Records pointing to objects in photos:

-*-*-

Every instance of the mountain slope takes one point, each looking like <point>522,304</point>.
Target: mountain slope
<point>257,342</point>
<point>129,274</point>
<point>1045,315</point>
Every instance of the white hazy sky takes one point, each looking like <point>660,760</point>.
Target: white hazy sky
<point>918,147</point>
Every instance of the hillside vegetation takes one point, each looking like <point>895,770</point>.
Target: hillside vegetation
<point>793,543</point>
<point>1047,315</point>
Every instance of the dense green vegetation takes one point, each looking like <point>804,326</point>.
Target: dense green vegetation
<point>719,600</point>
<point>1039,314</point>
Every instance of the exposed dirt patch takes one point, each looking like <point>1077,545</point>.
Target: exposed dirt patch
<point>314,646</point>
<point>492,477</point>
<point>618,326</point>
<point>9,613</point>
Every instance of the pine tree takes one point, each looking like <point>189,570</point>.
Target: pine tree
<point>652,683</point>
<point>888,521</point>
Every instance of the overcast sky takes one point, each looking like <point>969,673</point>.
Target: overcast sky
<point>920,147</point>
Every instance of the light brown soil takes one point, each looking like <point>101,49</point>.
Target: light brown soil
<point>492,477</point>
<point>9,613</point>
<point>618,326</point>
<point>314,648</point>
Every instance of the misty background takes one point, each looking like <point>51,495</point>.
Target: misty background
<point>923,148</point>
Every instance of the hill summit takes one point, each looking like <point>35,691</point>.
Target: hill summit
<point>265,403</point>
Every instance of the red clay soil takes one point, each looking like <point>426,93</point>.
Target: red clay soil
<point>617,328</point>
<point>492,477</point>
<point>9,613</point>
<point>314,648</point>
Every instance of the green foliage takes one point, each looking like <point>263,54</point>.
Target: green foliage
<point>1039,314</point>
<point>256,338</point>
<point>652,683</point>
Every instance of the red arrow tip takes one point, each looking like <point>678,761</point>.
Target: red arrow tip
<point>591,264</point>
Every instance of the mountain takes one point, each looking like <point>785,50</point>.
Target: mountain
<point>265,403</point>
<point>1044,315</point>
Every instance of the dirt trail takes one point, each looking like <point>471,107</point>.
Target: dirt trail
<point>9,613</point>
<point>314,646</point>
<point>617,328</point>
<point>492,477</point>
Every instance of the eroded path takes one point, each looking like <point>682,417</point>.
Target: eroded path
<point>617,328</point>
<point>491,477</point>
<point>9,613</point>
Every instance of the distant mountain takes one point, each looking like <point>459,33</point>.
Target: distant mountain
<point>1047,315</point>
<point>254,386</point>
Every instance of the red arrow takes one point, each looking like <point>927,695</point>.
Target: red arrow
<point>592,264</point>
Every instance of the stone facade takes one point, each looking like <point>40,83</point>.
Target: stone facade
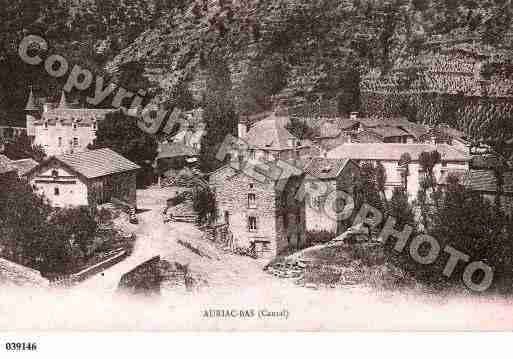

-*-*-

- **Written request**: Render the items as a numbered list, starting at the line containing "Every instance of the dirt" and continuing through the last line of the items, with blank lines omitted. Leave the pictures out of your answer.

- **Written response**:
1. Every instance of the dirt trail takes one point, each looking like <point>471,107</point>.
2. Target: dirt trail
3. <point>9,613</point>
4. <point>314,646</point>
5. <point>617,328</point>
6. <point>492,477</point>
7. Every instance of the eroded path takes one point, each looking like <point>682,417</point>.
8. Target: eroded path
9. <point>617,328</point>
10. <point>491,477</point>
11. <point>9,613</point>
12. Every instance of the distant mountain takes one point, each looking like <point>459,33</point>.
13. Target: distant mountain
14. <point>1047,315</point>
15. <point>254,386</point>
16. Every instance of the red arrow takes one point, each looking like <point>927,695</point>.
17. Target: red arrow
18. <point>592,264</point>
19. Every instance of the stone facade takes one point, each looking like <point>40,83</point>.
20. Target: stone facade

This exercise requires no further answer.